Extract every line of text from the items below without changing a word, and leave out the pictures.

## start Source records

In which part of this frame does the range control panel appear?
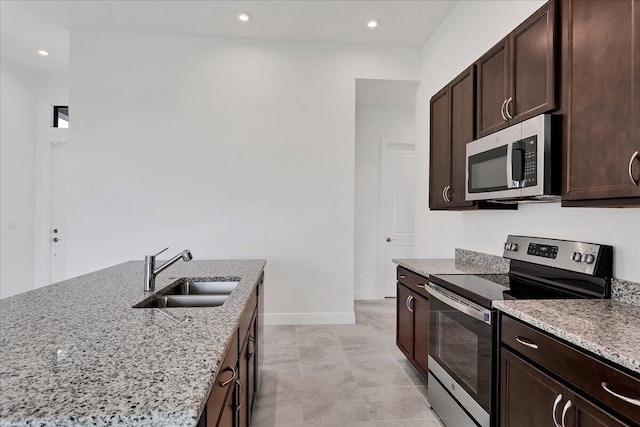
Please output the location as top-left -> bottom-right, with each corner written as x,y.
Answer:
527,243 -> 558,259
502,235 -> 613,277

## end Source records

◆ **Output**:
In which part of this frame does the range control panel appear?
Please output the location as top-left -> bottom-right, with each corner written as x,y.
Answer:
527,243 -> 558,259
502,235 -> 613,277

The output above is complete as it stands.